Problem description: Please reproduce all of the listing below exactly and drop its images.

== Records for the task ==

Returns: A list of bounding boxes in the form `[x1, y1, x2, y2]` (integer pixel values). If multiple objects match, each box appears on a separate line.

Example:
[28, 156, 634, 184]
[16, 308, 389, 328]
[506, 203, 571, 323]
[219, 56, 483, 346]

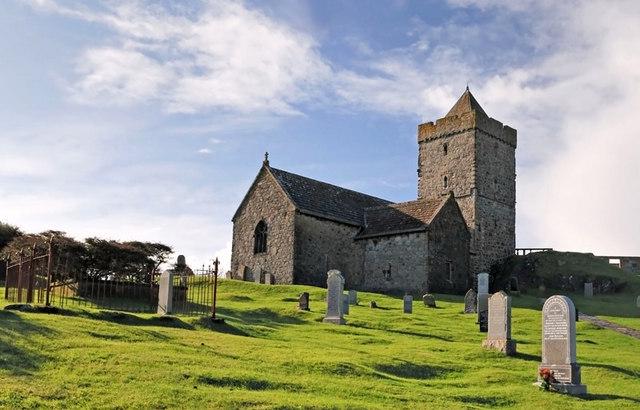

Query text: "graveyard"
[1, 278, 639, 408]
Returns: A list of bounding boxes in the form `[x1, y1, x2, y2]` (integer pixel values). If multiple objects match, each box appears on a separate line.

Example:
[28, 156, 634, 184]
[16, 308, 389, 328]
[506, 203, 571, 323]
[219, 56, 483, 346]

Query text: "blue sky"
[2, 0, 639, 269]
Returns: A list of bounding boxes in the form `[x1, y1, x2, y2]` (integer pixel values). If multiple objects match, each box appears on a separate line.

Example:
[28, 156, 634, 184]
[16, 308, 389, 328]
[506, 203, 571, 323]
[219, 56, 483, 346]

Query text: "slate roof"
[268, 167, 392, 226]
[446, 88, 488, 118]
[355, 198, 447, 239]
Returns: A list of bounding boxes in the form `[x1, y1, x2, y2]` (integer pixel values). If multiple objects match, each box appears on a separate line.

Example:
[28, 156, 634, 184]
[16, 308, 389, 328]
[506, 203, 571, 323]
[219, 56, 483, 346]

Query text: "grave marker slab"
[422, 293, 436, 308]
[584, 282, 593, 298]
[342, 293, 350, 315]
[298, 292, 310, 311]
[323, 270, 346, 324]
[464, 289, 477, 313]
[482, 291, 516, 355]
[537, 295, 587, 395]
[157, 270, 174, 315]
[348, 290, 358, 305]
[477, 273, 489, 294]
[264, 272, 273, 285]
[477, 293, 489, 332]
[254, 268, 262, 284]
[637, 295, 640, 308]
[403, 295, 413, 313]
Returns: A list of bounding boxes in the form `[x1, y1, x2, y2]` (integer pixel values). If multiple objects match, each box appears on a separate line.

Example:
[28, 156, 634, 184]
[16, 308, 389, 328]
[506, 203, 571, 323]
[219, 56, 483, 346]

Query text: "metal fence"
[3, 241, 220, 316]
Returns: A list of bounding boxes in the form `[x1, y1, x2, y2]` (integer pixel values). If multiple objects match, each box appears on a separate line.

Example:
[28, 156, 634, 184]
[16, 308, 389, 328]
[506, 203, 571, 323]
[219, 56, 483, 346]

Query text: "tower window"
[443, 143, 448, 155]
[446, 261, 454, 282]
[443, 176, 448, 188]
[253, 220, 268, 254]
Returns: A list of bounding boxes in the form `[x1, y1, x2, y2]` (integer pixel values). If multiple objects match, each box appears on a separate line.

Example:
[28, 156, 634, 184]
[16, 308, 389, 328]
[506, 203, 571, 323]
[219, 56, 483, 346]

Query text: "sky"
[1, 0, 639, 270]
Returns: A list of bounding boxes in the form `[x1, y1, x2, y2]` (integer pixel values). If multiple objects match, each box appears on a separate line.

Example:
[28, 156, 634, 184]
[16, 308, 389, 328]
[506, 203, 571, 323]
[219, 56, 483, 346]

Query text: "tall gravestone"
[464, 289, 477, 313]
[342, 293, 350, 315]
[403, 295, 413, 313]
[254, 268, 262, 284]
[538, 295, 587, 395]
[157, 270, 174, 315]
[298, 292, 310, 311]
[584, 282, 593, 298]
[482, 291, 516, 355]
[348, 290, 358, 305]
[477, 273, 490, 332]
[323, 270, 345, 324]
[264, 272, 273, 285]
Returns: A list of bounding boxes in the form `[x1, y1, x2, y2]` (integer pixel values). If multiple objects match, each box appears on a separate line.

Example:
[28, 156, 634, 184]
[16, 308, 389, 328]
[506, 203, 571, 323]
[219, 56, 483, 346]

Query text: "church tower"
[417, 88, 517, 274]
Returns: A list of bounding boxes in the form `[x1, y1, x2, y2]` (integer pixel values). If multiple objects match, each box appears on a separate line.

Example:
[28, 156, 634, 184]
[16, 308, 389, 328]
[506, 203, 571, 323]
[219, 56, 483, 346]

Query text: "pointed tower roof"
[445, 87, 488, 118]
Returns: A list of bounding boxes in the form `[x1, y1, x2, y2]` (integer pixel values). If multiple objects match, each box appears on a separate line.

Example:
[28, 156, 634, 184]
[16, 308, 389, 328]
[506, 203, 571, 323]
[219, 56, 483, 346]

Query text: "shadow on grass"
[455, 395, 517, 407]
[348, 321, 453, 342]
[584, 394, 640, 403]
[514, 352, 540, 362]
[196, 375, 301, 391]
[194, 317, 252, 337]
[373, 360, 457, 380]
[0, 310, 54, 375]
[216, 306, 305, 327]
[583, 362, 639, 378]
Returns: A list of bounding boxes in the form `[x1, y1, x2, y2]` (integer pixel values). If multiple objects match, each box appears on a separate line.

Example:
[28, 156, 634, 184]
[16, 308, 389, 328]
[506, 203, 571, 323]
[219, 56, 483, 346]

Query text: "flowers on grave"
[539, 368, 557, 391]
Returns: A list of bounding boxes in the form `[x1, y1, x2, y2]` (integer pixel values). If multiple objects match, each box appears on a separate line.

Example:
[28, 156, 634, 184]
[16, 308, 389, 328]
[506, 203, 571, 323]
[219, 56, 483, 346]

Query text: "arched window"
[443, 176, 448, 188]
[443, 143, 448, 155]
[254, 221, 267, 254]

===

Your solution:
Returns: A list of bounding boxes in the form `[x1, y1, x2, y2]` (integer pixel values). If multiple objects match, each box appears on a separate line.

Example:
[28, 156, 634, 184]
[16, 308, 389, 328]
[506, 203, 571, 323]
[219, 56, 483, 346]


Query text: "graveyard"
[1, 278, 639, 408]
Returns: A list of bounding boxes in the form `[x1, y1, x2, y2]` (integer pixel values). If multiple objects match, each box appears on a separate line.

Example:
[28, 156, 634, 184]
[16, 308, 389, 328]
[506, 203, 571, 323]
[219, 56, 483, 346]

Query text: "blue sky"
[2, 0, 639, 269]
Returns: A list of bounding boxes in the form `[x1, y1, x2, y2]` (integer pixel values). If multiple objects match, each box appears on a separate line.

Example:
[28, 156, 634, 184]
[16, 308, 389, 328]
[506, 203, 571, 323]
[219, 56, 483, 346]

Query text: "slate roof"
[268, 167, 392, 226]
[446, 88, 488, 118]
[355, 198, 447, 239]
Returns: A list of bounding boxes in the form `[x1, y1, x2, y2]` (integer pixel values). If multiple objects match, each box appears on a separate line.

Example:
[28, 156, 634, 184]
[16, 308, 389, 328]
[506, 203, 571, 323]
[219, 56, 483, 346]

Query text: "grave marker slab"
[422, 293, 436, 308]
[584, 282, 593, 298]
[342, 293, 350, 315]
[298, 292, 310, 311]
[323, 270, 346, 324]
[464, 289, 477, 313]
[482, 291, 516, 355]
[537, 295, 587, 395]
[157, 270, 174, 315]
[348, 290, 358, 305]
[477, 273, 489, 294]
[264, 272, 273, 285]
[477, 293, 489, 332]
[254, 268, 262, 284]
[637, 295, 640, 308]
[403, 295, 413, 313]
Returns: A list of bounding boxes in the form `[x1, y1, x2, y2]` (integer pixel values). If multiple objects match, each box appears on a separate line.

Example:
[28, 156, 634, 184]
[16, 308, 389, 328]
[506, 203, 571, 323]
[219, 56, 483, 346]

Query text: "metal fence"
[3, 241, 220, 316]
Returns: A list of bounding boxes in the form `[x1, y1, x2, y2]` (integer pixel values). If multiple objects match, each box appears on a separate line.

Example:
[28, 156, 634, 184]
[16, 308, 389, 328]
[506, 203, 571, 323]
[219, 56, 483, 346]

Query text: "tower window"
[443, 143, 448, 155]
[446, 261, 454, 282]
[443, 176, 448, 188]
[253, 220, 268, 254]
Returns: A list of bounding boxes in the form `[x1, y1, x2, y2]` (integer pixel values). If multiple objects match, each box appears on a separate line.

Example:
[28, 156, 634, 184]
[16, 308, 389, 328]
[506, 203, 571, 323]
[219, 56, 483, 346]

Query text: "sky"
[1, 0, 639, 270]
Returns: A list of bounding boxes in the form `[x1, y1, x2, y2]` (integer pixel values). If multiple objects match, each box appears on a separate line.

Example:
[28, 156, 634, 184]
[16, 308, 389, 328]
[506, 203, 571, 323]
[219, 56, 483, 346]

Query text: "tall gravestone"
[464, 289, 477, 313]
[342, 293, 350, 315]
[403, 295, 413, 313]
[254, 268, 262, 284]
[538, 295, 587, 395]
[157, 270, 174, 315]
[298, 292, 310, 311]
[584, 282, 593, 298]
[482, 291, 516, 355]
[348, 290, 358, 305]
[477, 273, 490, 332]
[323, 270, 345, 324]
[264, 272, 273, 285]
Returns: A list of bounding boxes in the form `[x1, y1, x2, y2]` (integer pixel values). If multiple objects match, each box appears on a separate line.

Example:
[28, 156, 634, 184]
[16, 308, 389, 328]
[506, 203, 571, 323]
[219, 56, 483, 346]

Query text: "church tower"
[417, 88, 517, 274]
Returns: A list of bounding boxes in the form `[x1, y1, x2, y2]` (integer pixel values). If multiple objects match, each box appears on a separate line.

Example:
[28, 156, 634, 184]
[16, 308, 389, 328]
[506, 203, 571, 323]
[219, 56, 483, 346]

Query text: "pointed tower roof"
[445, 87, 488, 118]
Returns: A list of bounding boxes in the form `[x1, y1, x2, y2]` (integer pixel values). If multiple objects match, each box appears on a separate line.

Example:
[28, 156, 634, 184]
[16, 308, 389, 328]
[506, 203, 571, 323]
[219, 56, 483, 346]

Query text: "shadow on grass"
[455, 395, 517, 407]
[348, 321, 453, 342]
[584, 394, 640, 403]
[514, 352, 540, 362]
[196, 375, 301, 391]
[194, 317, 252, 337]
[373, 360, 457, 380]
[0, 310, 54, 375]
[216, 306, 305, 327]
[583, 362, 639, 378]
Returns: A list of bounding boxes in the form `[x1, y1, x2, y2]` (integer pixel values). If multiple objects match, each box appears on a separate line.

Example:
[28, 156, 634, 184]
[16, 308, 389, 328]
[506, 203, 571, 323]
[219, 56, 483, 346]

Query text: "flowers on grave"
[539, 368, 557, 391]
Returns: A list of bounding boxes in the form `[x1, y1, x2, y2]` (integer pixel values). If multiple objects match, each box appears on a separate line.

Example:
[28, 156, 634, 184]
[16, 308, 389, 328]
[506, 203, 571, 323]
[219, 56, 483, 346]

Query text: "arched window"
[443, 176, 448, 188]
[443, 143, 448, 155]
[254, 221, 267, 254]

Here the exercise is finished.